# Written exercise:
Output the data below in full, byte for byte. Nothing may differ.

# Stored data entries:
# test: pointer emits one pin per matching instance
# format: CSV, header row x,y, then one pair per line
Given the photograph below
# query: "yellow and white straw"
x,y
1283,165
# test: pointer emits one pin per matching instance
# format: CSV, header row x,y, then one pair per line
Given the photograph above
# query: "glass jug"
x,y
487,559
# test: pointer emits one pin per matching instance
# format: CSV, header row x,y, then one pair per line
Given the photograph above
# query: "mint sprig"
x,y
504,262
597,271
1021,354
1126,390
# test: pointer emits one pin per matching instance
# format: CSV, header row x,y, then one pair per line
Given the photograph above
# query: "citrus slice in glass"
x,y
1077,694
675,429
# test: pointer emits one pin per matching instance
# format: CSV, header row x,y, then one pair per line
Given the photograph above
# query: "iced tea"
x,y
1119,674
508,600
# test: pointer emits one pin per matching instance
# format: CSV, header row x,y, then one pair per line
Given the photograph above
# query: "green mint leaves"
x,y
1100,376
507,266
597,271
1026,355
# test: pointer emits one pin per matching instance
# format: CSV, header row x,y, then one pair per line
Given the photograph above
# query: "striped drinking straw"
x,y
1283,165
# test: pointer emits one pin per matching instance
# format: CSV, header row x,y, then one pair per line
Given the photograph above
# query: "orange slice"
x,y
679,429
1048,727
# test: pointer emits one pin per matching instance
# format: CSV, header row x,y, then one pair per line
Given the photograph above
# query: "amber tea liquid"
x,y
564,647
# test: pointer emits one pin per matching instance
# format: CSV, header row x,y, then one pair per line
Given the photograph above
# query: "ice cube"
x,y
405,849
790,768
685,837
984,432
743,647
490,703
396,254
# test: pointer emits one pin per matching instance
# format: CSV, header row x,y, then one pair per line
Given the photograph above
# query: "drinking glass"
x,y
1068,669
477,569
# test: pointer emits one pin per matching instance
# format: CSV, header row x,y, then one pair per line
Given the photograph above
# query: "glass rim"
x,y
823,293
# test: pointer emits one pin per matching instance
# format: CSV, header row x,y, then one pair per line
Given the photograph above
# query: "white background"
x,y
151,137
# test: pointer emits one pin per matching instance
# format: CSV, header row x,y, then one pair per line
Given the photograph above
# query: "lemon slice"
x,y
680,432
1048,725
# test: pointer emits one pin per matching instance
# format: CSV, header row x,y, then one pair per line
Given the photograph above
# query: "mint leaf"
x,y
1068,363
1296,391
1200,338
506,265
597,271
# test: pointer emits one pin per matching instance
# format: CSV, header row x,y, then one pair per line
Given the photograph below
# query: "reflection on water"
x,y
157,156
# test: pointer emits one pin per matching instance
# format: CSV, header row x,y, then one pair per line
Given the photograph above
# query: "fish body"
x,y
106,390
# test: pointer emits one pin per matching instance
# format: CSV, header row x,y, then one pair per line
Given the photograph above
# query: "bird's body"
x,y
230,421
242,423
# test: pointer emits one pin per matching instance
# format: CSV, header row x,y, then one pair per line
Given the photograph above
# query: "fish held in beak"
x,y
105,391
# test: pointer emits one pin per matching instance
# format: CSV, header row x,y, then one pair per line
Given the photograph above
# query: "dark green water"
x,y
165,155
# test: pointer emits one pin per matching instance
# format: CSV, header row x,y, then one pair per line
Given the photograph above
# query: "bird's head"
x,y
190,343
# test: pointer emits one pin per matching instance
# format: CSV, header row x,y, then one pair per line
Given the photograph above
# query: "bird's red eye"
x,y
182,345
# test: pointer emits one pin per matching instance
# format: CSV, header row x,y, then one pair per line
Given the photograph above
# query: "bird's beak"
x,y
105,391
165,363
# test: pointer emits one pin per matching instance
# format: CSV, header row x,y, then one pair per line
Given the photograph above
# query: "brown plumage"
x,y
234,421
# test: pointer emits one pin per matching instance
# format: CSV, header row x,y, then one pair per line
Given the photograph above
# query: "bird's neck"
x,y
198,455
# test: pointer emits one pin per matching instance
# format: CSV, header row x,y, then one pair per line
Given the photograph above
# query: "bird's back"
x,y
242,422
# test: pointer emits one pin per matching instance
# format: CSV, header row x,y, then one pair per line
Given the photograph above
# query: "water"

# Output of the task:
# test: pointer emits one pin per matching instance
# format: CSV, header row x,y, then one pair per line
Given the photograph below
# query: "yellow and white straw"
x,y
1283,165
# test: pointer emits one pin per matching instance
# format: CSV, header row x,y, then one pair per line
Given the photograph above
# query: "glass jug"
x,y
487,559
# test: pointer emits one pin per matching instance
# format: CSV, header row x,y, then one pair per line
Given the photograph above
# query: "mint sprig"
x,y
504,262
597,271
1021,354
1126,390
# test: pointer emits one pin per matching instance
# format: CSV, header row x,y, then one pair per line
Given the photograph above
# query: "citrus slice in glass"
x,y
1077,694
675,429
# test: pointer emits one pin per matching instance
# format: CSV, header row x,y, then one pair per line
Given the photograph above
# query: "iced tea"
x,y
1119,674
508,600
# test: pointer emits one pin per matching instance
# format: CSV, header row x,y, then one pair per line
Given the photograph above
# query: "green mint leaves"
x,y
1100,376
507,266
597,271
1026,355
# test: pointer emits one pin per matching instance
# format: CSV, header row x,y, then one pair per line
Given the photograph above
# query: "striped drinking straw"
x,y
1283,165
# test: pointer emits one pin per matching instance
# format: CSV, header row x,y, then one pair per line
Given the photograph above
# query: "orange slice"
x,y
679,429
1048,727
# test: pointer emits one pin per matching instance
# format: CSV, header row x,y, then one pair per line
Given the photograph above
# query: "amber tea liquid"
x,y
564,647
# test: pointer emits one pin per matching instance
# format: CSV, header row x,y, then one pair per line
Given the photograph above
# query: "ice cube"
x,y
405,849
790,768
685,837
984,432
743,647
490,703
396,254
# test: pointer emits one pin per matching instance
# format: CSV, header row x,y, then one pair per line
Given the photograph above
# query: "drinking glass"
x,y
1068,669
477,569
# test: pointer emits one pin per matching instance
# format: CSV, header row x,y, then one pair per line
Given the photograph above
# query: "glass rim"
x,y
823,293
# test: pointer emits one pin per matching instance
# format: CSV, header row x,y, then one pair per line
Given the photograph above
# query: "white background"
x,y
151,137
# test: pointer emits one pin per matching instance
# format: CSV, header row x,y, then one pair per line
Given the photograph above
# query: "lemon slice"
x,y
680,432
1048,725
# test: pointer emits one pin per matching instance
# format: CSV, header row x,y, then one pair per line
Given the photograph above
# query: "mint leaf"
x,y
1068,363
1296,391
1200,338
506,265
597,271
# test: pointer emits one pin per matching instance
# format: CSV, header row x,y, then one pair per line
Given the photograph below
# query: "reflection on water"
x,y
157,156
# test: pointer emits one pin per matching instance
# format: CSV, header row x,y, then one pair per line
Given the photograph above
# query: "fish body"
x,y
106,390
# test: pointer emits one pin per matching instance
# format: CSV, header row x,y, then one pair per line
Given the photograph above
# query: "bird's body"
x,y
230,421
242,423
# test: pointer emits one pin per matching instance
# format: CSV, header row x,y, then one pair per line
Given the photograph above
# query: "fish held in beak"
x,y
105,391
# test: pointer emits one pin per matching instance
# format: CSV, header row x,y, then one pair per line
Given the photograph above
# query: "dark green water"
x,y
165,155
# test: pointer emits one pin per matching instance
# format: CSV, header row x,y, then one pair per line
Given the photograph above
# query: "bird's head"
x,y
190,343
# test: pointer emits one pin per matching instance
# format: CSV, header row x,y, then one pair per line
Given the photograph above
# query: "bird's red eye"
x,y
182,345
# test: pointer emits one pin per matching instance
# format: CSV, header row x,y, then one pair per line
Given the photograph above
# query: "bird's beak"
x,y
105,391
165,363
# test: pointer emits one pin per matching instance
# format: CSV, header row x,y, then one pair per line
Given the photograph above
# query: "brown plumage"
x,y
234,421
# test: pointer emits one pin per matching instance
# format: CSV, header row x,y, then one pair per line
Given the photograph above
# query: "bird's neck"
x,y
198,455
# test: pointer emits one pin per matching instance
# format: CSV, header row x,y, then one pair per line
Given the photograph above
# query: "bird's back"
x,y
242,422
# test: pointer emits one pin per matching instance
# format: CSV, header row x,y, then one pair per line
Given the photograph above
# query: "water"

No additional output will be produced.